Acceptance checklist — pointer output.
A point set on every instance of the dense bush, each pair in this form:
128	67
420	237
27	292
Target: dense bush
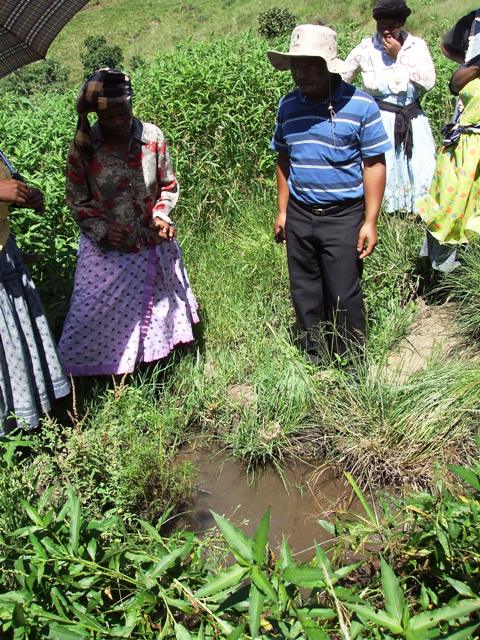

_THE REQUEST:_ Could you reproduce every one of the rows above word for word, leaving out the picture?

_OUTPUT BELOW:_
Acceptance checklist — pointer output.
A point set on every instance of the dense bush, each pair in this form:
128	67
420	237
27	292
Target: dense bush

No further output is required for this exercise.